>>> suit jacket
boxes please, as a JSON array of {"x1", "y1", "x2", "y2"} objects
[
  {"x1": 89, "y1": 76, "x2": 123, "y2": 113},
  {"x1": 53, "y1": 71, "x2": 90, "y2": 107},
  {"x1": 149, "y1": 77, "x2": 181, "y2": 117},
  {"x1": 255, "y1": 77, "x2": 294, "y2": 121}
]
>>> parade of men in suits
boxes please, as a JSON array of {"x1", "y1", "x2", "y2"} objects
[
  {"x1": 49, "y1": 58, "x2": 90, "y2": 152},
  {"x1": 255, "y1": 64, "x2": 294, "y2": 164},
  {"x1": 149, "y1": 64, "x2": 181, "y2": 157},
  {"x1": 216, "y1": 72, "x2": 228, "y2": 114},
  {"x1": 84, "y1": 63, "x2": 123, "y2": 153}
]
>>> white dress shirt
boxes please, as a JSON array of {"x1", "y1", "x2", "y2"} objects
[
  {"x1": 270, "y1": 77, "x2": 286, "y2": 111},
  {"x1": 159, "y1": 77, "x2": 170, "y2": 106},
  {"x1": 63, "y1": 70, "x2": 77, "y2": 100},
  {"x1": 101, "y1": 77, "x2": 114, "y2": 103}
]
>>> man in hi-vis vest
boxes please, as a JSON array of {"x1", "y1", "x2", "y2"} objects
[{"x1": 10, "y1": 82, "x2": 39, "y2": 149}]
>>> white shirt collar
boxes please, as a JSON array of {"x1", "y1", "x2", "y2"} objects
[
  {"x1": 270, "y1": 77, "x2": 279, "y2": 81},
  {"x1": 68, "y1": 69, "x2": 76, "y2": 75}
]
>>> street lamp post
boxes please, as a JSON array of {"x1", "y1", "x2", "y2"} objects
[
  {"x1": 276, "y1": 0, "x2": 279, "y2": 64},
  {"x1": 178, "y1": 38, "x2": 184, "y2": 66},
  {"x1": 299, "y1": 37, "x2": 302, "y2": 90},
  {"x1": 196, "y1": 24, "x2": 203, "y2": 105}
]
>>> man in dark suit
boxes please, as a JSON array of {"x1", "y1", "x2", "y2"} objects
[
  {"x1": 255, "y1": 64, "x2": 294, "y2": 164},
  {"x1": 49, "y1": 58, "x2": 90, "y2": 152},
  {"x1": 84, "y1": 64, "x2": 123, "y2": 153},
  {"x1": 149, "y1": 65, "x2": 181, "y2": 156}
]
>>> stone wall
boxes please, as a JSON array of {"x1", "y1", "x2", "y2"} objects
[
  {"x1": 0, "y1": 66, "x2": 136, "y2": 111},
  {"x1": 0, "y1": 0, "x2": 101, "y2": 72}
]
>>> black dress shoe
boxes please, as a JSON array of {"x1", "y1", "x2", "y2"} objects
□ □ □ □ □
Request.
Duplicate all of the rows above verbatim, preserving every character, line break, and indentation.

Reply to the task.
>>> suit jacket
boxes please, as a JSON array of {"x1", "y1", "x2", "y2"} objects
[
  {"x1": 89, "y1": 76, "x2": 123, "y2": 113},
  {"x1": 53, "y1": 71, "x2": 90, "y2": 107},
  {"x1": 149, "y1": 77, "x2": 181, "y2": 117},
  {"x1": 255, "y1": 77, "x2": 294, "y2": 121}
]
>>> parade of men in suits
boxes please, as a JSON array of {"x1", "y1", "x2", "y2"} objects
[
  {"x1": 49, "y1": 58, "x2": 90, "y2": 152},
  {"x1": 255, "y1": 64, "x2": 294, "y2": 164},
  {"x1": 149, "y1": 64, "x2": 181, "y2": 157},
  {"x1": 216, "y1": 72, "x2": 228, "y2": 114},
  {"x1": 84, "y1": 63, "x2": 123, "y2": 153}
]
>>> white dress shirt
boxes please, as a JSON array of {"x1", "y1", "x2", "y2"} objects
[
  {"x1": 270, "y1": 77, "x2": 286, "y2": 111},
  {"x1": 159, "y1": 77, "x2": 170, "y2": 106},
  {"x1": 63, "y1": 70, "x2": 77, "y2": 100},
  {"x1": 101, "y1": 77, "x2": 114, "y2": 103}
]
>>> man in hi-vis vest
boxes please, as a JSON array of {"x1", "y1", "x2", "y2"} objects
[{"x1": 10, "y1": 82, "x2": 39, "y2": 149}]
>>> white shirt collar
boxes please, as a JSON array of {"x1", "y1", "x2", "y2"} objects
[
  {"x1": 270, "y1": 77, "x2": 279, "y2": 81},
  {"x1": 68, "y1": 69, "x2": 76, "y2": 75}
]
>>> street lamp post
boxes please, as a JSON array of {"x1", "y1", "x2", "y2"} objects
[
  {"x1": 276, "y1": 0, "x2": 279, "y2": 64},
  {"x1": 178, "y1": 38, "x2": 184, "y2": 66},
  {"x1": 299, "y1": 37, "x2": 302, "y2": 90},
  {"x1": 196, "y1": 24, "x2": 203, "y2": 105}
]
>>> man in dark suit
boxes please, as a JSON array of {"x1", "y1", "x2", "y2"} objects
[
  {"x1": 255, "y1": 64, "x2": 294, "y2": 164},
  {"x1": 49, "y1": 58, "x2": 90, "y2": 152},
  {"x1": 84, "y1": 64, "x2": 123, "y2": 153},
  {"x1": 149, "y1": 65, "x2": 181, "y2": 156}
]
>>> stone wall
boxes please, as a JSON array of {"x1", "y1", "x2", "y2"} objects
[
  {"x1": 0, "y1": 66, "x2": 136, "y2": 111},
  {"x1": 0, "y1": 0, "x2": 101, "y2": 72}
]
>>> black dress shoe
boxes please, as a JSON array of {"x1", "y1", "x2", "y2"} objects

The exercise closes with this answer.